* _Task prompt_
The required output is the line that contains "background in the photo above." plus every line after it in the listing below, copied exactly as it appears.

* _Material for this task_
☆ ☆ ☆ ☆
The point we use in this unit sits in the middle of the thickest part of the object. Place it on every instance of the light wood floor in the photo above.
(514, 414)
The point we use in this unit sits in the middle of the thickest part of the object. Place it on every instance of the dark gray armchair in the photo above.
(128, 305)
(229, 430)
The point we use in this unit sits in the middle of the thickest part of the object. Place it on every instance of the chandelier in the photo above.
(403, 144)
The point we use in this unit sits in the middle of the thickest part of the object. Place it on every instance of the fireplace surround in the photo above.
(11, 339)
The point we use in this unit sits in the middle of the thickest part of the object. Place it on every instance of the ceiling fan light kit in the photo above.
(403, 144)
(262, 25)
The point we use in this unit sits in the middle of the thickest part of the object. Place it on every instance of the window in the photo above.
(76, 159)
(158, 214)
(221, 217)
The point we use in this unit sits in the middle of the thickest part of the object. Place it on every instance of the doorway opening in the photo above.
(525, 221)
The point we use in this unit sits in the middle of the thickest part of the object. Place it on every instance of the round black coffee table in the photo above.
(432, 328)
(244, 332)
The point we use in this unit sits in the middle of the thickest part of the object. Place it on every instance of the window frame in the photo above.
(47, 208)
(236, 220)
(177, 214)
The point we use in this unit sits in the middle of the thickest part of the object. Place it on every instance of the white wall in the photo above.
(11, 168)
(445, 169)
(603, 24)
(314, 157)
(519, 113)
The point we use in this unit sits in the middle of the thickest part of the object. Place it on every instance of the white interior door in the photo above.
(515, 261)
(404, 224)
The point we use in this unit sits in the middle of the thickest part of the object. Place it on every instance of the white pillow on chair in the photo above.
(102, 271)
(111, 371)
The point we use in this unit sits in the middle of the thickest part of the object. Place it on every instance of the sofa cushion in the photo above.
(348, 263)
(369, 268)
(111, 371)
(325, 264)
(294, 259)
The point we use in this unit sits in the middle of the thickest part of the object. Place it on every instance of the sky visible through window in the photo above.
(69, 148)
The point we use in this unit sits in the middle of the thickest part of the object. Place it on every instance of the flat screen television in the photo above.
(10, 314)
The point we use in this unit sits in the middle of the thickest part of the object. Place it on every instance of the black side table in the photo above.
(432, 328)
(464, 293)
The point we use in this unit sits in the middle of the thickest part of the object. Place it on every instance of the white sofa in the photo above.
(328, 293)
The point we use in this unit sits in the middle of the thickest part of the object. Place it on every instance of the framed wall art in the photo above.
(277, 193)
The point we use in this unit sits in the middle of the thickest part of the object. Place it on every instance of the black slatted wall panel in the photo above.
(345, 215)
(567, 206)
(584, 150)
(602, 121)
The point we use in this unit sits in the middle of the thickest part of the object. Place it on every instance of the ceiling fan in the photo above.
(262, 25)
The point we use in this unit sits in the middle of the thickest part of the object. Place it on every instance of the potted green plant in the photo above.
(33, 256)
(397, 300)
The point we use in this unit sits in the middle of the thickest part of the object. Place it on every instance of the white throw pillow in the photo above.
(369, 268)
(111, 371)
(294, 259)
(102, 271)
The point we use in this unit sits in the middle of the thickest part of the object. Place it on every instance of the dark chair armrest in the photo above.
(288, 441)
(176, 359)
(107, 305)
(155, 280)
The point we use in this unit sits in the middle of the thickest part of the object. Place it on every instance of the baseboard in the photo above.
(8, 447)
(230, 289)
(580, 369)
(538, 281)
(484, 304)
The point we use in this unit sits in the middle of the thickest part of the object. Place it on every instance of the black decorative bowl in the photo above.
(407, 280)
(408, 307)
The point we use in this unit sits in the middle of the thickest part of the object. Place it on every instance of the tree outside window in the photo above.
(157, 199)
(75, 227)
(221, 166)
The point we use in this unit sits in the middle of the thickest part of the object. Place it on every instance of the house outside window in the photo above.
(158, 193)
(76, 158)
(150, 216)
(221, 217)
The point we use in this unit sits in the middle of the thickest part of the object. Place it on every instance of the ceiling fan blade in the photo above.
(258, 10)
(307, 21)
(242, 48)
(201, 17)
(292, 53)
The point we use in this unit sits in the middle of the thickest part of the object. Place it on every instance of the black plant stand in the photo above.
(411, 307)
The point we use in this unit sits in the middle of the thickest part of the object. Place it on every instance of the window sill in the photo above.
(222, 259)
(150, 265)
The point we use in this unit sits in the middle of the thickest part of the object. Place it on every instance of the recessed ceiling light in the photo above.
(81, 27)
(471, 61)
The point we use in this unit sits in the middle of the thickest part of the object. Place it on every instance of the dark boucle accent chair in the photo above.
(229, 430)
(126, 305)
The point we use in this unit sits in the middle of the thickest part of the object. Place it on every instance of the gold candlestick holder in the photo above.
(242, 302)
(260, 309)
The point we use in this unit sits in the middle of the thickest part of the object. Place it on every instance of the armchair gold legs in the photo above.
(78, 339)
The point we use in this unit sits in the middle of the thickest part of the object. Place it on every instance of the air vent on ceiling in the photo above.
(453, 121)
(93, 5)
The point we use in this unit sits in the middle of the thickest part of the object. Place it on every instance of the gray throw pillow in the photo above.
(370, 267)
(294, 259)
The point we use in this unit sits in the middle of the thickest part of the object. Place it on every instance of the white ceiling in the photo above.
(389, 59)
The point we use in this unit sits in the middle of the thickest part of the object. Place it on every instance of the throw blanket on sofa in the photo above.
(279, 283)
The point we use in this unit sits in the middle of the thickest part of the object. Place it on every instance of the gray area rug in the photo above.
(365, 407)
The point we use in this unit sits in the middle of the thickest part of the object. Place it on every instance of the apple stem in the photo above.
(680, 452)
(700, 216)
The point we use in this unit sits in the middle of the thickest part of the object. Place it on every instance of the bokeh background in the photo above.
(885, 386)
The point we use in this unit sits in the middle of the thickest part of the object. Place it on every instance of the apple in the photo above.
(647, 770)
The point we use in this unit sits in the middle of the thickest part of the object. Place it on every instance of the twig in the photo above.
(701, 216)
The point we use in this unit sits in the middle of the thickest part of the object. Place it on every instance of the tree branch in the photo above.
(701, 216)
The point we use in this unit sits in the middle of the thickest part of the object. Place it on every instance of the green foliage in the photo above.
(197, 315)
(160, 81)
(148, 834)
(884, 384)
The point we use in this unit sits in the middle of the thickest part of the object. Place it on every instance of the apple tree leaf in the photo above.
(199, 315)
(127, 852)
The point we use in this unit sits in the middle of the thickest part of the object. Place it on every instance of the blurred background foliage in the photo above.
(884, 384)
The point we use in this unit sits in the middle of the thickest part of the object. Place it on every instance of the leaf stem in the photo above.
☆ ☆ ☆ ☆
* _The reply_
The point we use in this unit sits in the middle of the thickest part of the object. Place it on every instance of the bokeh background in the photo above.
(885, 386)
The point we use in this unit sits in the middle of the thickest part of the object. Place it on every instance of the apple in the photo above.
(647, 770)
The point we use in this unit sits in the middle of the thickest part of the object. Place it on every instance of the twig in the photo above.
(701, 216)
The point we use in this unit sits in the middle of the thickest part of the object. Place it on every instance of the tree branch in the photo above.
(701, 216)
The point we use in this unit sits in the middle of the thickest part of the object. Place it on every instance of the green foliage in the photo above.
(197, 315)
(160, 81)
(148, 834)
(884, 384)
The point we use in this unit sits in the middle of the thickest part of the object. Place it on every instance of the apple tree leaf in the photo above.
(199, 315)
(127, 852)
The point we use in this unit sits in the middle of the thickest part of the object. Place it on every instance of the blurred background foliage in the photo above.
(884, 384)
The point we use in this unit sits in the middle of the thickest part of the object. Place it on every instance of the leaf stem in the photo above.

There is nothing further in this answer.